#### PROBLEM SET
• 1. Copy everything from "Observe that the" down to "the following example." in the SOP simplification text, word for word.
• 2. In the SOP simplification text, which pair of numbers is said to differ by two bits?
• 3. List every input value of ABCD for which the SOP simplification text gives F as 1.

#### SOURCE TEXT
BEGIN

Extending the idea of isolating changing bits that retain a consistent value, we can then generalize this to work in a higher dimension. Consider the following example:

Letting F(ABCD) = CELL:

F(0000) = 1
F(0001) = 1
F(0100) = 1
F(0101) = 1

Observe that the bits do not change by one for all pairs of numbers, for example {0000, 0101} differ by two bits. However, we can take advantage of the fact that for any bit change horizontally or vertically, it's irrelvant what that bit is. More concretely, take a look at the following example.

0000 0001
0100 0101

=> A'B'C'D' + A'B'C'D + A'BC'D' + A'BC'D
Regardless of the B variable, we still get true for all products in the SOP expression.
This is bounded vertically:
=> A'C'D' + A'C'D + A'C'D' + A'C'D
Regardless of the D variable, we still get true for all products in the SOP expression.
This is bounded horizontally:
=> A'C' + A'C' + A'C' + A'C'
=> A'C' (1 + 1 + 1 + 1)

END

#### EXTRACTED DATA
BEGIN

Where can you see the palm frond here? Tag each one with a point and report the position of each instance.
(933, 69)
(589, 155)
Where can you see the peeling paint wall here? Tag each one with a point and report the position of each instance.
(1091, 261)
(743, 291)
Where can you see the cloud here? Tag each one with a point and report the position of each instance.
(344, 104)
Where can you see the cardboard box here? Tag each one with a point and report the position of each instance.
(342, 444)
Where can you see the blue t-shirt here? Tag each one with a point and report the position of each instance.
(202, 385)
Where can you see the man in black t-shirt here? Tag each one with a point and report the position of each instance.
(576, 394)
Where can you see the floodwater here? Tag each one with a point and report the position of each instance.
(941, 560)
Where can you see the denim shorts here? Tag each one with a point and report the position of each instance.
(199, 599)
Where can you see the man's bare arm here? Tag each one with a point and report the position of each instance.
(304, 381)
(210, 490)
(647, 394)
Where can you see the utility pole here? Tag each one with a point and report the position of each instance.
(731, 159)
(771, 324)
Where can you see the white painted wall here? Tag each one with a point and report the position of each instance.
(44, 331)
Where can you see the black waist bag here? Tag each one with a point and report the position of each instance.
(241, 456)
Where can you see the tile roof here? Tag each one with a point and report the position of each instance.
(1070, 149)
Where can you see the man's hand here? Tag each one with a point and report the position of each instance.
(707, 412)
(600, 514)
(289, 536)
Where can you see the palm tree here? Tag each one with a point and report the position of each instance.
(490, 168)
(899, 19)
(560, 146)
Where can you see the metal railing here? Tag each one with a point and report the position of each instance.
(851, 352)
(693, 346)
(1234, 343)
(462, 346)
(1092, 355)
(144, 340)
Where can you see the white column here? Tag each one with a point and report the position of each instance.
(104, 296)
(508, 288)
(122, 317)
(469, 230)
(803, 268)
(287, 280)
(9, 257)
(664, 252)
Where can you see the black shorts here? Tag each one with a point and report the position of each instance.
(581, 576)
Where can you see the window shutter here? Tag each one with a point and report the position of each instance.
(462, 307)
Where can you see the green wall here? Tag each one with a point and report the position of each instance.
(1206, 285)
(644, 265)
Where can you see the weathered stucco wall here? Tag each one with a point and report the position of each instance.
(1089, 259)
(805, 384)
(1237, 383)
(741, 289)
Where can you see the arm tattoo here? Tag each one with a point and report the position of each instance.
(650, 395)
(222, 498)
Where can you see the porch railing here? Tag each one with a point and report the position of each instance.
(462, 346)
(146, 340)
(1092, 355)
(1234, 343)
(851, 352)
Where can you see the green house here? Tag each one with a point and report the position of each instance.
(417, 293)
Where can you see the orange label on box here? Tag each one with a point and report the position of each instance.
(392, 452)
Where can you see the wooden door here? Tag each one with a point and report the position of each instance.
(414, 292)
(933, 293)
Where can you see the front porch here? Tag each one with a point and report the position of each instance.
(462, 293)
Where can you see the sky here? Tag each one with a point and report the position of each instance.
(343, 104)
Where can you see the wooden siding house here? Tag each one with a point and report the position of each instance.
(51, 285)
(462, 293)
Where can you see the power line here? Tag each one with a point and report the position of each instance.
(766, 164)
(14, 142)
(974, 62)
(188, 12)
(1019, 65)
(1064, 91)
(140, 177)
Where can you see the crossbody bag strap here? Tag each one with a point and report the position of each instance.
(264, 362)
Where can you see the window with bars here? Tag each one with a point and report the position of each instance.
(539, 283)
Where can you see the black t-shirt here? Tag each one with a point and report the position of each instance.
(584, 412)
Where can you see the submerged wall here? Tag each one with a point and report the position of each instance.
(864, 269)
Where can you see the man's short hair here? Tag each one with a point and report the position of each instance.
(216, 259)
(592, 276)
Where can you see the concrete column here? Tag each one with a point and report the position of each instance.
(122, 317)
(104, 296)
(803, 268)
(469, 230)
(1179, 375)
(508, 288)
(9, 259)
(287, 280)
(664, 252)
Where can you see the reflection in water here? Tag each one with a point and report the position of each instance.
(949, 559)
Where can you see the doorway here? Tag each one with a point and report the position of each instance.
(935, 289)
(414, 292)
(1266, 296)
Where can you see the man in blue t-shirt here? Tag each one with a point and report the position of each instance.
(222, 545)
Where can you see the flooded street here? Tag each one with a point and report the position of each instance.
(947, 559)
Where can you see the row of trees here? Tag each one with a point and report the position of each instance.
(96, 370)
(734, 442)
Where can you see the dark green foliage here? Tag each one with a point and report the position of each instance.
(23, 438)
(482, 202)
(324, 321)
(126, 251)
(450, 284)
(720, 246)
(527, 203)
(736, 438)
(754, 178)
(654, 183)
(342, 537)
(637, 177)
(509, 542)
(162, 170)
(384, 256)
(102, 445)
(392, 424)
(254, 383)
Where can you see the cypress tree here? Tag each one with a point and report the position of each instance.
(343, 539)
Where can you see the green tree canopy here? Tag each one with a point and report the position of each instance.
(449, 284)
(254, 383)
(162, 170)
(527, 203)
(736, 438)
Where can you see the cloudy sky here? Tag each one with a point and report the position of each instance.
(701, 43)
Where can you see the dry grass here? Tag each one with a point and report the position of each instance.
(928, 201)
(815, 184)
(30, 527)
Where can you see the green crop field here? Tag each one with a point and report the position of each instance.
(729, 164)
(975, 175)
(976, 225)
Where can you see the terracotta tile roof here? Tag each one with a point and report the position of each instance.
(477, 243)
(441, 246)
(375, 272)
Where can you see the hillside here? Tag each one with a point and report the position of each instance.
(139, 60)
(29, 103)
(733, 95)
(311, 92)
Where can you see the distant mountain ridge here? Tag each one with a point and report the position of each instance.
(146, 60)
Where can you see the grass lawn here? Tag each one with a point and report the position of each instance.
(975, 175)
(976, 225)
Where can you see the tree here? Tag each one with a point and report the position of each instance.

END

#### EXERCISE ANSWERS
• 1.
Observe that the bits do not change by one for all pairs of numbers, for example {0000, 0101} differ by two bits. However, we can take advantage of the fact that for any bit change horizontally or vertically, it's irrelvant what that bit is. More concretely, take a look at the following example.

• 2. {0000, 0101}

• 3. 0000, 0001, 0100, 0101